QUOTED TEXT
************
RESTRICTED STOCK AWARD
AGREEMENT
FOR
EMPLOYEES
This agreement is made and
entered into, effective as of
(the
“Effective Date”), by and between Spectrum Brands,
Inc., a Wisconsin corporation (the “Company”), and
(the
“Employee”) pursuant to The 2004 Rayovac Incentive Plan
(the “Plan”) and the terms and conditions of this
Spectrum Brands, Inc. Restricted Stock Award Agreement (the
“Agreement”) as set forth below.
1. Grant of Award .
Pursuant to the Plan and subject to the terms and conditions of
this Agreement and the Plan, the Company hereby grants to the
Employee an award (the “Award”) of
shares
of the Company’s common stock, par value $.01 per share
(“Common Stock”), subject to certain performance-based
restrictions (individually, a “Share” and collectively,
the “Shares”). The Employee acknowledges that he/she
has received from the Company a copy of the Plan and any prospectus
relating thereto.
2. Restrictions .
************
DATA ROWS

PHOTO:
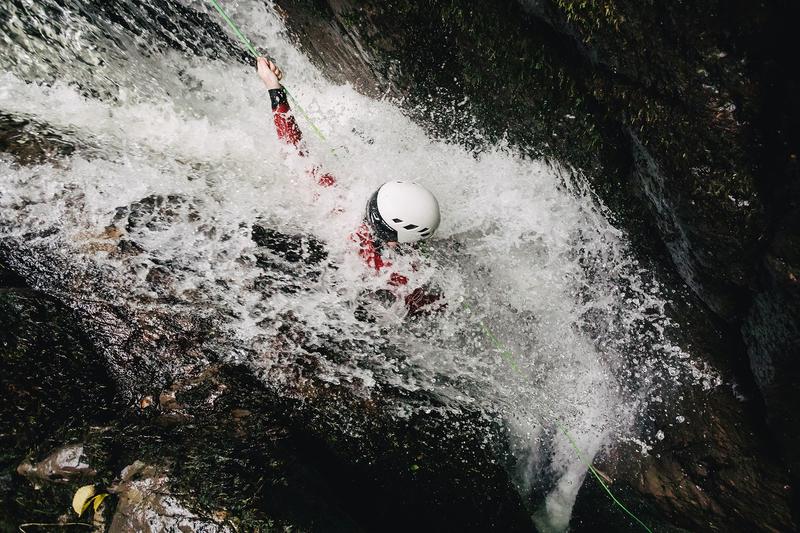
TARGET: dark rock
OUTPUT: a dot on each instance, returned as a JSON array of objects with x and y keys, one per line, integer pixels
[
  {"x": 772, "y": 331},
  {"x": 684, "y": 117}
]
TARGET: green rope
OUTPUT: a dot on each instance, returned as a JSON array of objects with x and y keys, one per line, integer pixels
[
  {"x": 246, "y": 42},
  {"x": 509, "y": 357}
]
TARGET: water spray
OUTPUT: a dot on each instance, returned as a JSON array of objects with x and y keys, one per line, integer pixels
[{"x": 507, "y": 354}]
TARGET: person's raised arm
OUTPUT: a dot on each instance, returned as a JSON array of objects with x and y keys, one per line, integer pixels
[
  {"x": 285, "y": 123},
  {"x": 288, "y": 130}
]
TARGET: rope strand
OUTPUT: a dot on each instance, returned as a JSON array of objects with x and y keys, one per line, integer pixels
[{"x": 252, "y": 49}]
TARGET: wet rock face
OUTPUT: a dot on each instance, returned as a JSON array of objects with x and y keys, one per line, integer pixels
[
  {"x": 54, "y": 388},
  {"x": 684, "y": 116}
]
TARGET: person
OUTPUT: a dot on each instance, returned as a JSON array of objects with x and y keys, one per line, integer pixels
[{"x": 398, "y": 212}]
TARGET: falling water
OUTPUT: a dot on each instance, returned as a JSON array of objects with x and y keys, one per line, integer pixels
[{"x": 548, "y": 317}]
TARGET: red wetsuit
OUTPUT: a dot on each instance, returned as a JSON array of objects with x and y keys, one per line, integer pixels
[{"x": 289, "y": 132}]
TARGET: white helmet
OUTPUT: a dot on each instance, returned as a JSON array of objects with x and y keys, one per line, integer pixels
[{"x": 403, "y": 212}]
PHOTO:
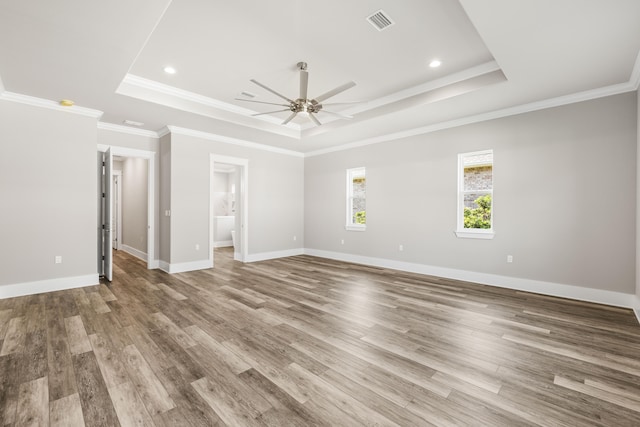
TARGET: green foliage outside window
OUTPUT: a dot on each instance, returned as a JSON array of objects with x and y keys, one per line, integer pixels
[{"x": 479, "y": 217}]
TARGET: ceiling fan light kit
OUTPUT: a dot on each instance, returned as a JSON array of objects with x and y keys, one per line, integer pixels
[{"x": 302, "y": 104}]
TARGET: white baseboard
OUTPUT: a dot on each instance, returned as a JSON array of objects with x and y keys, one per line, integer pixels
[
  {"x": 185, "y": 266},
  {"x": 223, "y": 244},
  {"x": 273, "y": 255},
  {"x": 600, "y": 296},
  {"x": 135, "y": 252},
  {"x": 51, "y": 285}
]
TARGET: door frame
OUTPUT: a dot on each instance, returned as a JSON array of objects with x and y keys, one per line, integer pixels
[
  {"x": 117, "y": 186},
  {"x": 151, "y": 157},
  {"x": 242, "y": 169}
]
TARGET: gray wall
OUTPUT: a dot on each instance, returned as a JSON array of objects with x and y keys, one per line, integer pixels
[
  {"x": 564, "y": 197},
  {"x": 164, "y": 224},
  {"x": 48, "y": 182},
  {"x": 638, "y": 206},
  {"x": 135, "y": 203},
  {"x": 275, "y": 197}
]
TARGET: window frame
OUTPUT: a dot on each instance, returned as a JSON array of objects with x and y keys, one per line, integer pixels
[
  {"x": 473, "y": 233},
  {"x": 352, "y": 173}
]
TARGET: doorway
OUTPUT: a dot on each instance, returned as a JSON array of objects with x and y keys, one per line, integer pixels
[
  {"x": 115, "y": 224},
  {"x": 229, "y": 205},
  {"x": 116, "y": 221}
]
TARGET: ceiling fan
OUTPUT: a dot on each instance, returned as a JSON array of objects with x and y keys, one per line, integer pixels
[{"x": 302, "y": 104}]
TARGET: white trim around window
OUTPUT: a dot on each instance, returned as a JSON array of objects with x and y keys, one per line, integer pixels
[
  {"x": 473, "y": 159},
  {"x": 353, "y": 174}
]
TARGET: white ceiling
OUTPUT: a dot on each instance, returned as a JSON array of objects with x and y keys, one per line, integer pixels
[{"x": 497, "y": 55}]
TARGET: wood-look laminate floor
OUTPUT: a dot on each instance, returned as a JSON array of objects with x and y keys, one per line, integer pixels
[{"x": 307, "y": 341}]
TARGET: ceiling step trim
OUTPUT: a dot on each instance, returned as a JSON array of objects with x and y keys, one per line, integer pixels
[
  {"x": 588, "y": 95},
  {"x": 227, "y": 140},
  {"x": 51, "y": 105}
]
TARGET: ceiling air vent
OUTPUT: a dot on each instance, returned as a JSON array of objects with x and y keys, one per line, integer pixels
[{"x": 380, "y": 20}]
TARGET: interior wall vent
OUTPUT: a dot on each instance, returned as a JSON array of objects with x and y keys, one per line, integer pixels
[{"x": 380, "y": 20}]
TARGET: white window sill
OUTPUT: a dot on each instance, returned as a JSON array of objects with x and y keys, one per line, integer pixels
[{"x": 468, "y": 233}]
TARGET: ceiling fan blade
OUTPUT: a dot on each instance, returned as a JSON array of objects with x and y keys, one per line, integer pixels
[
  {"x": 304, "y": 83},
  {"x": 270, "y": 90},
  {"x": 271, "y": 112},
  {"x": 314, "y": 119},
  {"x": 342, "y": 116},
  {"x": 334, "y": 92},
  {"x": 290, "y": 118},
  {"x": 343, "y": 103},
  {"x": 260, "y": 102}
]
************
CHALLENGE A
For each statement about the stock award agreement, answer yes or no according to the agreement and quote the exact words that decide it. (i) The Company is a Wisconsin corporation. (ii) The common stock has a par value of $.10 per share. (iii) The award is made pursuant to The 2004 Rayovac Incentive Plan.
CHALLENGE B
Repeat the passage of the stock award agreement that begins at the words "1. Grant of" and stops after "2. Restrictions .".
The listing was drawn from a separate source.

CORRECT RESPONSE A
(i) Yes: "a Wisconsin corporation"
(ii) No: "par value $.01 per share"
(iii) Yes: "pursuant to The 2004 Rayovac Incentive Plan"

CORRECT RESPONSE B
1. Grant of Award .
Pursuant to the Plan and subject to the terms and conditions of
this Agreement and the Plan, the Company hereby grants to the
Employee an award (the “Award”) of
shares
of the Company’s common stock, par value $.01 per share
(“Common Stock”), subject to certain performance-based
restrictions (individually, a “Share” and collectively,
the “Shares”). The Employee acknowledges that he/she
has received from the Company a copy of the Plan and any prospectus
relating thereto.
2. Restrictions .